### Brief
Nothing should appear in the answer except the lines from the one containing "grey roof in the photo above." through the end of the records below, written out exactly.

### Input records
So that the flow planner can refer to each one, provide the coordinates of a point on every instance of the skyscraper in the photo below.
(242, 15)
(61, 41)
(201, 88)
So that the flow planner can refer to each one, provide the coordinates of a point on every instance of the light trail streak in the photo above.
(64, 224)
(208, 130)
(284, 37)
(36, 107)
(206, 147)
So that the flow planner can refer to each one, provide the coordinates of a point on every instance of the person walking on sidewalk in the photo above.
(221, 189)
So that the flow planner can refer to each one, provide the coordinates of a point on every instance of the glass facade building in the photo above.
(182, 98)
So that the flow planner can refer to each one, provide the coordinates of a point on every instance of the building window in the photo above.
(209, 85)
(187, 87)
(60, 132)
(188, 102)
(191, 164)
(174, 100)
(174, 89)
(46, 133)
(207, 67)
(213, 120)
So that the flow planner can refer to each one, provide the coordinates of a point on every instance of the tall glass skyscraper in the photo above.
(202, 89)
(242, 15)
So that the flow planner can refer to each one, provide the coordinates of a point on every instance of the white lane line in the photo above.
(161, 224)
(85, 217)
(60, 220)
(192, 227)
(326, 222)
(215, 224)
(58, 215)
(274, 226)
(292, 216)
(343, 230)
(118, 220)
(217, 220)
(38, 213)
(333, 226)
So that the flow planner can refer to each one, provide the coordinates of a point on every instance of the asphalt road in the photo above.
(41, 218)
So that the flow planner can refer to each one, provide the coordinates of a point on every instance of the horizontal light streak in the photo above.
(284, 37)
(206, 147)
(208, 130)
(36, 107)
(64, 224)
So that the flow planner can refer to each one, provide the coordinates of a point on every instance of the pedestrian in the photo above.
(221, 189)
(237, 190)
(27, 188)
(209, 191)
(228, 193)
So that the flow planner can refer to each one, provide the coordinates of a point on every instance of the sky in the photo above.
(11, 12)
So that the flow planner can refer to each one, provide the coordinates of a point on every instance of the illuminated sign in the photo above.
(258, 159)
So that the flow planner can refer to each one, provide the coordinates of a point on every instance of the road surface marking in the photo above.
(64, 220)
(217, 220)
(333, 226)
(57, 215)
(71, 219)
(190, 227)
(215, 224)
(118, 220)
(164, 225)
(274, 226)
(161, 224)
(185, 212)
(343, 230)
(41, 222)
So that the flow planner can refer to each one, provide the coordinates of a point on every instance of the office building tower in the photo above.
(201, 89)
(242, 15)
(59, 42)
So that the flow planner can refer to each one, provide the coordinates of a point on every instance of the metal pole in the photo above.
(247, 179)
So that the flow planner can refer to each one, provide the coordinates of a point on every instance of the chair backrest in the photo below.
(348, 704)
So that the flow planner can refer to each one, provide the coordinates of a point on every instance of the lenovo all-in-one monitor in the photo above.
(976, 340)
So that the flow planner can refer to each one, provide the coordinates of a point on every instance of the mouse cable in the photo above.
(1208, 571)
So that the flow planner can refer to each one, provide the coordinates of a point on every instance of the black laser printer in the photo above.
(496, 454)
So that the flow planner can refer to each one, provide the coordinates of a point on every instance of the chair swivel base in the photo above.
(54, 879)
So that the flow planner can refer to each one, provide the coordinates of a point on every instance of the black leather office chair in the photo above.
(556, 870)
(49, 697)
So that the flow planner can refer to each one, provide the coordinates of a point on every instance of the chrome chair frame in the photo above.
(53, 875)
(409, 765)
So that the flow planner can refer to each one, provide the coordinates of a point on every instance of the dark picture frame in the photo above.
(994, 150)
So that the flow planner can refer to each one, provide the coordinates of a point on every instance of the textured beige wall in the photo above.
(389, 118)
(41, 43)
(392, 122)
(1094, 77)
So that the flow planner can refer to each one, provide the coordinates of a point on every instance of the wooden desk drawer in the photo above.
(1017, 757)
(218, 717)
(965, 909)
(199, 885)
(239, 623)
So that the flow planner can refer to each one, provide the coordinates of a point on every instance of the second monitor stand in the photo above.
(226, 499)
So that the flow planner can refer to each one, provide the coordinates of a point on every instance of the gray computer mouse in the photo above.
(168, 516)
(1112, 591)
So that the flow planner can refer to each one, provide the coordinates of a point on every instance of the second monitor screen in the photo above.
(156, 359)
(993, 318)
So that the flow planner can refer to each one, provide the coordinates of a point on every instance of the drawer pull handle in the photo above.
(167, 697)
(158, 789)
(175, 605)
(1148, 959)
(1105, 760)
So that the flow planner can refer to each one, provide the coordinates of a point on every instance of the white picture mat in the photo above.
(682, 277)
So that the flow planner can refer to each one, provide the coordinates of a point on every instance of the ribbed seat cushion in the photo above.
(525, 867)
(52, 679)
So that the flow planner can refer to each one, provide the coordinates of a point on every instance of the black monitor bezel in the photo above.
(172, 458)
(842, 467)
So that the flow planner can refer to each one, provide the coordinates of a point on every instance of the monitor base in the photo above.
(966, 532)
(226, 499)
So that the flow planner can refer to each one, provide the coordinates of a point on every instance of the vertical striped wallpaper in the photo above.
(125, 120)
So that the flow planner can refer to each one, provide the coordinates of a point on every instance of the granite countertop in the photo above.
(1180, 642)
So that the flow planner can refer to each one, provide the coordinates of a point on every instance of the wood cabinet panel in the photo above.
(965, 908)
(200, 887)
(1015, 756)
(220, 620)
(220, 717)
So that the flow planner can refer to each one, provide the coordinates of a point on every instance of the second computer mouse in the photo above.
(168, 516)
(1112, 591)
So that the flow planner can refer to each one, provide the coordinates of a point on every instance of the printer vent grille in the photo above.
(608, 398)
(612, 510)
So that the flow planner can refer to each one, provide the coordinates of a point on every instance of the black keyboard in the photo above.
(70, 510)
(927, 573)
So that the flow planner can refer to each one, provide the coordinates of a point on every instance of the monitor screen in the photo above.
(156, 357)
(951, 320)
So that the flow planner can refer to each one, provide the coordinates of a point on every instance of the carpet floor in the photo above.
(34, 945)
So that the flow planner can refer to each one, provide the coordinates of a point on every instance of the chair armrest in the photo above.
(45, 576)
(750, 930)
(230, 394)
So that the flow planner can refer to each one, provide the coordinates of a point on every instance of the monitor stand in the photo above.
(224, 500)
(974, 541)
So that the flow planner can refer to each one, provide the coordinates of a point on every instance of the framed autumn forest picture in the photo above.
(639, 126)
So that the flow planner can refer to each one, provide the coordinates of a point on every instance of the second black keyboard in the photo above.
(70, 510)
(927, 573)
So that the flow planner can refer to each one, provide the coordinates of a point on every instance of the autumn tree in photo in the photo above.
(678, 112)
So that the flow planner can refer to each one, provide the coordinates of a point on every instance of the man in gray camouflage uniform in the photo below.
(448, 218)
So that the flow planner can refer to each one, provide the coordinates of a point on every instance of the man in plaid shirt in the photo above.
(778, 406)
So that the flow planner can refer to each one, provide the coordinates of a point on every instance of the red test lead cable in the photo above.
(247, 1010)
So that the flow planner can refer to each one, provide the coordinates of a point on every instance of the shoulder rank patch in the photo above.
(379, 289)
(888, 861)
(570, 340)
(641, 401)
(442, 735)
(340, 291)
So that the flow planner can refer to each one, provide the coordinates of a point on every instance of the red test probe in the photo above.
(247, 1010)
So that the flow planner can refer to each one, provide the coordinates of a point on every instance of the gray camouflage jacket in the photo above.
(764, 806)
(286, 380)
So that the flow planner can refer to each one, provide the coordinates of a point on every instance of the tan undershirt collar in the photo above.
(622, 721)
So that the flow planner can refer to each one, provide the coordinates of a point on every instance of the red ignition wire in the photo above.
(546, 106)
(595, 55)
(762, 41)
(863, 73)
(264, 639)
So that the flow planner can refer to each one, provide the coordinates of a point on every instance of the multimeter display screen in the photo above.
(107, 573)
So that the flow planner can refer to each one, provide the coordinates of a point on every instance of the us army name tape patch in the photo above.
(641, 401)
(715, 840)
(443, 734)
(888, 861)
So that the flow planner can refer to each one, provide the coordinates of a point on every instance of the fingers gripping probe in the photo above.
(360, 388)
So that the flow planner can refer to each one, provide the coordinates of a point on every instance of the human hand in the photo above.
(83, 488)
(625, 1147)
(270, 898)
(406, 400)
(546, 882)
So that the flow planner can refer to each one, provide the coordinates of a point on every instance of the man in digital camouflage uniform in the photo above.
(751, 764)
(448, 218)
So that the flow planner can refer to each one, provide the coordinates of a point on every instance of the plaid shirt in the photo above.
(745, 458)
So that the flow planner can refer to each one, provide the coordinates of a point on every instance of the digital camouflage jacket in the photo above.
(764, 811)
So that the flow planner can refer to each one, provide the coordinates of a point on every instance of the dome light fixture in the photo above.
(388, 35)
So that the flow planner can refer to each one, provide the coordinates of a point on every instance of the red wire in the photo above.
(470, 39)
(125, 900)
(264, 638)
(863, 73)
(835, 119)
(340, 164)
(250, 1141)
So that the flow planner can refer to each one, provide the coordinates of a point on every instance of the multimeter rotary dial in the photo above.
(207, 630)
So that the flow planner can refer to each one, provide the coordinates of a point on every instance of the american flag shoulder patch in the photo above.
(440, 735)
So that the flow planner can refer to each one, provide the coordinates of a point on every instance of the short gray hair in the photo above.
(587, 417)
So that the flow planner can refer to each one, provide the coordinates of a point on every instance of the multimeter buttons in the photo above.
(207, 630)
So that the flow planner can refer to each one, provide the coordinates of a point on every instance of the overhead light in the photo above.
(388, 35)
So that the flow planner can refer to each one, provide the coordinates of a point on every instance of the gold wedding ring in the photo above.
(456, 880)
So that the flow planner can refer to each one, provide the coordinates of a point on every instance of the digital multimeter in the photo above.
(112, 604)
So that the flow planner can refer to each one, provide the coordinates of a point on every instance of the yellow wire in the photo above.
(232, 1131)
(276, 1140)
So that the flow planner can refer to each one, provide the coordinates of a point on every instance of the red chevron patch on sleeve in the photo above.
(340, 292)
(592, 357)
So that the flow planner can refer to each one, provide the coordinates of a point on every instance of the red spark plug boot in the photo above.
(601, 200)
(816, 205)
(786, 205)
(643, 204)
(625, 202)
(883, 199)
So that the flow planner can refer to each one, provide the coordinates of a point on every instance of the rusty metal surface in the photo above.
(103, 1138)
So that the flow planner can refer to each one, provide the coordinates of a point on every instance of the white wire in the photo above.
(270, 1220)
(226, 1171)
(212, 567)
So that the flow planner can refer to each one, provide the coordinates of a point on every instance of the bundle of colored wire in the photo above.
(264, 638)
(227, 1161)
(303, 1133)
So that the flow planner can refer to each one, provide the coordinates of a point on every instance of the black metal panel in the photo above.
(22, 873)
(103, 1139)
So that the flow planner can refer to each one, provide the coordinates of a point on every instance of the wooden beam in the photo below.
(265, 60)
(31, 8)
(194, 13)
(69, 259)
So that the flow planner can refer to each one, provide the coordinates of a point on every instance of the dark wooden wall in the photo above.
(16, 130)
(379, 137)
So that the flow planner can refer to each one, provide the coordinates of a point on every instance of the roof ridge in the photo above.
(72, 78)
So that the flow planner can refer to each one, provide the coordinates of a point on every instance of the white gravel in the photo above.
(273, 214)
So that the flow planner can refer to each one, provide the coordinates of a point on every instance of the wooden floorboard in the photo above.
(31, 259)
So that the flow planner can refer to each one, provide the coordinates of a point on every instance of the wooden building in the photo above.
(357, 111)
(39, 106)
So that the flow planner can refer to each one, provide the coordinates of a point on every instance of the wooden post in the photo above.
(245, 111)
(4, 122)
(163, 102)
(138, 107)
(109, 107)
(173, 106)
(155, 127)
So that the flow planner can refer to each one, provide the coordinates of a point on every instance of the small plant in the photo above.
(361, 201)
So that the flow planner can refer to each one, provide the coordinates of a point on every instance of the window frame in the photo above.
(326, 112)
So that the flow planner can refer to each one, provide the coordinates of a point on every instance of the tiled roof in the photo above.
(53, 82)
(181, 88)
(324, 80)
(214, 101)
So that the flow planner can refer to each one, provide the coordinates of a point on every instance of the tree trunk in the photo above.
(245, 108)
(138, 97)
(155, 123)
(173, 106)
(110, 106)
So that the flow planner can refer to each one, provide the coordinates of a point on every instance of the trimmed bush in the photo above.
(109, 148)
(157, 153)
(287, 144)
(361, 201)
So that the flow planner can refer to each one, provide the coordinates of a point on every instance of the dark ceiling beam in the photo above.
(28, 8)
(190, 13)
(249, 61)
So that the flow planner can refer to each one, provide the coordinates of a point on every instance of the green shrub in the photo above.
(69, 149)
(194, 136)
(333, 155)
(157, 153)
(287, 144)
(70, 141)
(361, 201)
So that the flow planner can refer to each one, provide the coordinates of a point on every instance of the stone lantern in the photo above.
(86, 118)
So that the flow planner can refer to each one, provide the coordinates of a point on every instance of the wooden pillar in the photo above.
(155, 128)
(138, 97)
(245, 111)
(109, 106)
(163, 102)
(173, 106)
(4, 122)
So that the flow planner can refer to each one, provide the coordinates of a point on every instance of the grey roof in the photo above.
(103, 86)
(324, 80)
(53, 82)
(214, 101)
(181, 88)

### Finished exercise
So that the flow planner can refer to each one, provide the coordinates of a point on every instance of the grey roof in the photo above.
(103, 86)
(324, 80)
(53, 82)
(214, 101)
(181, 88)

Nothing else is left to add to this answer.